== Segment start ==

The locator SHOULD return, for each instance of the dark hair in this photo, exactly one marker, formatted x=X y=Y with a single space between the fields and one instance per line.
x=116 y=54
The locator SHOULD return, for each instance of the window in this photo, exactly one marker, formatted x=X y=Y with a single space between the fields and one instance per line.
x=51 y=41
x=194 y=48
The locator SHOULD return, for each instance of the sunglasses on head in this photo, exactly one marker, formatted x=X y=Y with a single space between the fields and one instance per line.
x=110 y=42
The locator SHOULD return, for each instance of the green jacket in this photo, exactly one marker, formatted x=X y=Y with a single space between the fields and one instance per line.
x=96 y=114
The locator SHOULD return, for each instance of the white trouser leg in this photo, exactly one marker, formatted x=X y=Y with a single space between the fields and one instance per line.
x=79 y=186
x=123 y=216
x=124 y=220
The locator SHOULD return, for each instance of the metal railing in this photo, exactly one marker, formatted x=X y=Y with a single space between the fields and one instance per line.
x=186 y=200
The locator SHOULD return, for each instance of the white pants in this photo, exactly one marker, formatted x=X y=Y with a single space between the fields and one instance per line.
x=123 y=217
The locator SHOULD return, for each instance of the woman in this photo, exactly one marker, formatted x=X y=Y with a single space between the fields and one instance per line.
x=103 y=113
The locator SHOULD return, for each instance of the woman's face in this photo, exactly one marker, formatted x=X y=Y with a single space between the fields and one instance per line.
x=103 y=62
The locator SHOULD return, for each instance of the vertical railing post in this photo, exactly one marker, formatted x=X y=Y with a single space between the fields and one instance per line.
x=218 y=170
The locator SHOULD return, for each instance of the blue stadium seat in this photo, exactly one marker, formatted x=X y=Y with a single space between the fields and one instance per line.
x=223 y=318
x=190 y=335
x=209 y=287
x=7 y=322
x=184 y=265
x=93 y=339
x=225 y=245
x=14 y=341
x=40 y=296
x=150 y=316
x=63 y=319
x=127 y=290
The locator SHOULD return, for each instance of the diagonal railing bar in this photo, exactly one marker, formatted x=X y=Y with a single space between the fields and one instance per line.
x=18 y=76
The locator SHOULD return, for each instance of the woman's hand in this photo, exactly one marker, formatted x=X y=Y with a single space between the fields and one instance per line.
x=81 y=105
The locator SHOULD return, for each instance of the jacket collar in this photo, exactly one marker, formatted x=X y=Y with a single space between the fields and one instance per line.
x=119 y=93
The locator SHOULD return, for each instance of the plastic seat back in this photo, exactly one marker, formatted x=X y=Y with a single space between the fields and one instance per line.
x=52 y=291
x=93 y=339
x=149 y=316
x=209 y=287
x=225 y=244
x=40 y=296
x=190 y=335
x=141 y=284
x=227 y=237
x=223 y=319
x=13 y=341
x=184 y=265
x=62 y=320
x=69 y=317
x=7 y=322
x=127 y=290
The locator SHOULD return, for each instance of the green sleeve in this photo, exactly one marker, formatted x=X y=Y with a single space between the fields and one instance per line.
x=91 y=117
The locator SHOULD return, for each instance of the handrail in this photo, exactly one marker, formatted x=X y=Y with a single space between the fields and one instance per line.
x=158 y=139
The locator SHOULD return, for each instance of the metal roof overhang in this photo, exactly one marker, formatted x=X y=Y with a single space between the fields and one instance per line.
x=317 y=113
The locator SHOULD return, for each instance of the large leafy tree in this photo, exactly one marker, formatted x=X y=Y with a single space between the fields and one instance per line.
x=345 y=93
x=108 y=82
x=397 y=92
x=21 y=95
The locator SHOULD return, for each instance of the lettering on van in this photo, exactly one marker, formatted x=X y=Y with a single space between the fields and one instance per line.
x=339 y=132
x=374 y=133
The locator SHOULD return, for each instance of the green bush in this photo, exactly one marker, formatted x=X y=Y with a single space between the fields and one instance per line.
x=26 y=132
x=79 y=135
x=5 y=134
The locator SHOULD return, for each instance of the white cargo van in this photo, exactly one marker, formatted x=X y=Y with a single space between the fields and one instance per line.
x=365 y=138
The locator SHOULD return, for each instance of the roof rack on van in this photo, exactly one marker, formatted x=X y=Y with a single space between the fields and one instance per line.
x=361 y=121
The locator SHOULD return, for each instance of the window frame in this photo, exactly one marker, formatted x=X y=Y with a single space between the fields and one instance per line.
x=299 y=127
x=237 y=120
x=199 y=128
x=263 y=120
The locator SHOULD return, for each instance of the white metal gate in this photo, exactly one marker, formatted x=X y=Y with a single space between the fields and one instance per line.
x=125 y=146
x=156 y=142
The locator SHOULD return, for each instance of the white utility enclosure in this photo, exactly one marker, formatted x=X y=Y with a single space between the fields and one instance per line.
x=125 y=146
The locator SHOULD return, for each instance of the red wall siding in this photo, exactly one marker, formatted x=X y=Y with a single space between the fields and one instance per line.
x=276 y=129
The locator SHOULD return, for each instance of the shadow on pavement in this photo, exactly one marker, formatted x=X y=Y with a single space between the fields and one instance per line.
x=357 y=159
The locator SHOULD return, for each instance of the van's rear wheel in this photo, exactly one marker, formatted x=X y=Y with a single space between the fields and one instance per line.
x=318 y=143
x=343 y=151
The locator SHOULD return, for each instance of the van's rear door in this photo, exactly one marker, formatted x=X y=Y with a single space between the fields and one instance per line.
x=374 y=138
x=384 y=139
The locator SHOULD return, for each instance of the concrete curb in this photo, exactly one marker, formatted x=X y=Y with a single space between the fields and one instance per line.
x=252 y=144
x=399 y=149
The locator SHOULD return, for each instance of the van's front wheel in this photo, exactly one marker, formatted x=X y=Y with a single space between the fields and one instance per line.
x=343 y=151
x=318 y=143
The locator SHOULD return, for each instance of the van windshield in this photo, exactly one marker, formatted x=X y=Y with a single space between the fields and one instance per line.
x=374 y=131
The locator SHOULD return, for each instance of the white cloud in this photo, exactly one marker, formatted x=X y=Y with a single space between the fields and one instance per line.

== Segment end ==

What to work on:
Nothing in the entries above may be left out; retype them all exactly.

Final answer:
The locator SHOULD return, for each instance of the dark hair in this photo, exactly one marker, formatted x=X y=Y with a single space between the fields and one instance per line.
x=116 y=54
The locator SHOULD return, for each instance of the window in this photo, exactly one marker, formatted x=X y=Y with a single space between the fields and one instance per line.
x=51 y=41
x=194 y=48
The locator SHOULD return, for each instance of the sunglasses on head in this photo, exactly one marker, formatted x=X y=Y with a single space between the fields and one instance per line.
x=110 y=42
The locator SHOULD return, for each instance of the green jacket in this photo, exactly one marker, formatted x=X y=Y with a single space between the fields and one instance per line.
x=96 y=114
The locator SHOULD return, for each instance of the white trouser leg in this photo, exactly one marker, formatted x=X y=Y with a single space between the fields and one instance per line.
x=79 y=186
x=123 y=216
x=124 y=220
The locator SHOULD return, for each instance of the metal railing in this photo, exactly one marker, formatted x=X y=Y with a single space between the fields and one instance per line.
x=186 y=200
The locator SHOULD return, for each instance of the white pants in this photo, exactly one marker, formatted x=X y=Y with a single space between the fields and one instance per line.
x=123 y=217
The locator SHOULD return, for each instance of the woman in this photo, exactly one marker, formatted x=X y=Y with a single space between the fields and one instance per line.
x=103 y=113
The locator SHOULD return, for each instance of the woman's face in this photo, exactly one marker, formatted x=X y=Y with a single space between the fields and one instance per line.
x=103 y=62
The locator SHOULD return, for each instance of the vertical railing post in this photo, exactly one marker, formatted x=X y=Y with a single space between the fields and one instance per line.
x=218 y=170
The locator SHOULD return, for each instance of the blue stadium seat in this photo, exactly one marker, formatted x=X y=Y with a single space between the fields and one instance per line.
x=223 y=318
x=190 y=335
x=209 y=287
x=7 y=322
x=184 y=265
x=93 y=339
x=225 y=245
x=14 y=341
x=40 y=296
x=150 y=316
x=63 y=319
x=127 y=290
The locator SHOULD return, for each instance of the diagonal railing bar in this photo, exactly one marker, formatted x=X y=Y with a single space between the fields and one instance per line.
x=18 y=76
The locator SHOULD return, for each instance of the woman's hand in this photo, exactly one marker, formatted x=X y=Y with a single space between the fields and one instance per line.
x=81 y=105
The locator SHOULD return, for each instance of the jacket collar in this photo, exactly one marker, formatted x=X y=Y with a single space between the fields and one instance per line.
x=119 y=93
The locator SHOULD return, for each instance of the plastic seat back in this photo, exactly one marker, formatted x=X y=Y with a single space between the fields and one instance per line.
x=52 y=291
x=93 y=339
x=149 y=316
x=209 y=287
x=225 y=244
x=40 y=296
x=190 y=335
x=141 y=284
x=227 y=237
x=223 y=319
x=13 y=341
x=184 y=265
x=62 y=320
x=69 y=317
x=7 y=322
x=127 y=290
The locator SHOULD return, for each instance of the green sleeve in this photo, exactly one marker, formatted x=X y=Y with a single space between the fields and one instance per line.
x=91 y=117
The locator SHOULD return, for each instance of the handrail in this photo, exactly one marker, formatted x=X y=Y with a single space between the fields and one instance per line.
x=158 y=139
The locator SHOULD return, for each instance of the metal roof overhang in this photo, exactly one marker, formatted x=X y=Y with a single space between the fields and one instance per line.
x=317 y=113
The locator SHOULD return, for each instance of the large leafy tree in this photo, exactly one marker, formatted x=X y=Y with a single space between the fields and one instance per line.
x=345 y=93
x=108 y=82
x=397 y=92
x=21 y=95
The locator SHOULD return, for each instance of the lettering on van in this photo, exactly one marker, formatted x=X y=Y with a single space between the fields and one instance per line.
x=339 y=132
x=374 y=133
The locator SHOULD return, for each instance of the green bush in this photo, exactly one marker, formatted x=X y=Y with a single space between the fields and one instance per line.
x=26 y=132
x=79 y=135
x=5 y=134
The locator SHOULD return, for each instance of the white cargo van in this photo, exactly one marker, formatted x=X y=Y with a single space between the fields and one instance per line.
x=365 y=138
The locator SHOULD return, for each instance of the roof rack on van in this photo, exactly one marker, formatted x=X y=Y with a single space between the fields and one instance per line.
x=361 y=121
The locator SHOULD return, for each instance of the window frame in this photo, exactly one marker, formatted x=X y=Y with a single space between the fields and one instance per line.
x=299 y=127
x=237 y=120
x=199 y=128
x=263 y=120
The locator SHOULD return, for each instance of the white metal gate in this photo, exactly one marker, formatted x=X y=Y with a single space between the fields and one instance per line.
x=125 y=146
x=156 y=142
The locator SHOULD return, for each instance of the white utility enclosure in this photo, exactly one marker, formatted x=X y=Y with a single space between the fields and one instance per line.
x=125 y=146
The locator SHOULD return, for each instance of the red wall siding in this photo, exactly one marker, formatted x=X y=Y with a single space between the fields and one instance per line.
x=276 y=129
The locator SHOULD return, for each instance of the shadow on pavement in this photo, exactly one marker, formatted x=X y=Y with a single space between the fields and one instance per line.
x=357 y=159
The locator SHOULD return, for each instance of the van's rear wheel in this photo, exactly one marker, formatted x=X y=Y with a single space between the fields and one instance per line.
x=318 y=143
x=343 y=151
The locator SHOULD return, for each instance of the van's rear door in this photo, exactly one marker, formatted x=X y=Y with a single space between the fields and one instance per line.
x=374 y=138
x=384 y=139
The locator SHOULD return, for each instance of the concrete curb in this photo, exactly one marker, formatted x=X y=Y with a single space between the fields and one instance per line.
x=252 y=144
x=399 y=149
The locator SHOULD return, for each instance of the van's front wheel in this photo, exactly one marker, formatted x=X y=Y with a single space between the fields and one instance per line.
x=343 y=151
x=318 y=143
The locator SHOULD return, for each instance of the van windshield in this photo, exactly one marker, formatted x=X y=Y with a single space between the fields and one instance per line.
x=374 y=131
The locator SHOULD return, for each instance of the white cloud in this photo, exactly one marker, formatted x=X y=Y with a single space between the fields and one instance per line.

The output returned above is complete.